Stored data entries
****************************************
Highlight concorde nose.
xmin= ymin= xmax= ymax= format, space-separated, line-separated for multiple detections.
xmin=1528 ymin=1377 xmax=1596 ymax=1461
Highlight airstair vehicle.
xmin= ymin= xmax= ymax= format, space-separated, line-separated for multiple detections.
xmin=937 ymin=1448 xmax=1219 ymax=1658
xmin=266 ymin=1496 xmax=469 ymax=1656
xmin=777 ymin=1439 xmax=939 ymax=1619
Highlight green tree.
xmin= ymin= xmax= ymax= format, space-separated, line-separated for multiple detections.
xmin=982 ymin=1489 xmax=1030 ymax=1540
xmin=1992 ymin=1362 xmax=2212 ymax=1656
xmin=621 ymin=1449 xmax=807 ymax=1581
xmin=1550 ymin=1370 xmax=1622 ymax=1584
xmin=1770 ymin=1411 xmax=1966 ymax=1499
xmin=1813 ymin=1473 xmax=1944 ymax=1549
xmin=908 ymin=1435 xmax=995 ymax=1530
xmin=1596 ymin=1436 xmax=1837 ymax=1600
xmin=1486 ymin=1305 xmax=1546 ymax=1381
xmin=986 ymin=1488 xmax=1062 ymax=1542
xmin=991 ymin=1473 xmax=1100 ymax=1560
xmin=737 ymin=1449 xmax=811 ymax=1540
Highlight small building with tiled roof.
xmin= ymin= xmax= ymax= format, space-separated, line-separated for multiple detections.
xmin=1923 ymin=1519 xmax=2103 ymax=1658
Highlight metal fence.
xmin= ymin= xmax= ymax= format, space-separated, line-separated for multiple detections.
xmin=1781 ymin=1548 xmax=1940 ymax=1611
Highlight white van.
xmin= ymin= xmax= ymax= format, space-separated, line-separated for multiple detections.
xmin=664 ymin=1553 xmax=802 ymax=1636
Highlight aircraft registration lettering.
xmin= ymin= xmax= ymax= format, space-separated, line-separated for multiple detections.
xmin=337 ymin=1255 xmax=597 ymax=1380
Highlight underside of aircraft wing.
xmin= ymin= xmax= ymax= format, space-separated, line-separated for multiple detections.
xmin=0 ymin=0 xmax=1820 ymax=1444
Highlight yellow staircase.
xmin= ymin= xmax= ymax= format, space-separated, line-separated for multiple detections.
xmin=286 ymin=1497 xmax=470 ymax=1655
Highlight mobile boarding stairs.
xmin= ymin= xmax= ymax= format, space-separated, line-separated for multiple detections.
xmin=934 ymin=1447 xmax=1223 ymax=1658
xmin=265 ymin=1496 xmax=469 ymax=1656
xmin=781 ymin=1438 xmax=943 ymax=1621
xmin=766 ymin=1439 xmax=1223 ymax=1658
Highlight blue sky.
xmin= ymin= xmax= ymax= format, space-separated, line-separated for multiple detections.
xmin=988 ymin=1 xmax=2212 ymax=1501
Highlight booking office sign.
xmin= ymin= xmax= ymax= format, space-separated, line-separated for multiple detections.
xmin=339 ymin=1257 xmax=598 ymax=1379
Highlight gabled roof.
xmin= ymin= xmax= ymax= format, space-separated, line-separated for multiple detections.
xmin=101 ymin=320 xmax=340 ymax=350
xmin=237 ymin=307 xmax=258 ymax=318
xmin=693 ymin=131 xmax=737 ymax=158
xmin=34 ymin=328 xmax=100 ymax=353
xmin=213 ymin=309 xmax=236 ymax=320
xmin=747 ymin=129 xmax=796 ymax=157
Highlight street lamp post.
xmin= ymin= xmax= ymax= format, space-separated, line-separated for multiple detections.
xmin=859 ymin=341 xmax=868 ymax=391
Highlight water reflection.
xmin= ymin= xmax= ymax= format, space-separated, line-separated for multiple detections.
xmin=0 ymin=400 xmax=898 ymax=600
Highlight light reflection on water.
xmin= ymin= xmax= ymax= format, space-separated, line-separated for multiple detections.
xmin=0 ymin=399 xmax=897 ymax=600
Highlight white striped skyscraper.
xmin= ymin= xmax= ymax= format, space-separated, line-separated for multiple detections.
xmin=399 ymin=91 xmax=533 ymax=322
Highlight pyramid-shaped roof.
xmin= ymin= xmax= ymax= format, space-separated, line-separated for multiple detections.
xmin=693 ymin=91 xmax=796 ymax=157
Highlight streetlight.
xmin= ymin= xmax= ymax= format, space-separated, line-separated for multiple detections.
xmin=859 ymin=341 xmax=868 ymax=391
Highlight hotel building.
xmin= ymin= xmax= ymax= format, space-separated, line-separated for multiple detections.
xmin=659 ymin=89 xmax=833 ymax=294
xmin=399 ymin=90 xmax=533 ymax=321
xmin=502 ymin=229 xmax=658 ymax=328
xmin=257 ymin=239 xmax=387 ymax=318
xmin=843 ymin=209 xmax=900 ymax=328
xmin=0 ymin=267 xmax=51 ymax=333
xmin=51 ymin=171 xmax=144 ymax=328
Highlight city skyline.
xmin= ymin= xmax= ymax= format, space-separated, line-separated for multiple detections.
****************************************
Task objective: For each line above that holds the string "white", provide a copy of that line.

Solution:
Highlight white van.
Highlight white striped skyscraper.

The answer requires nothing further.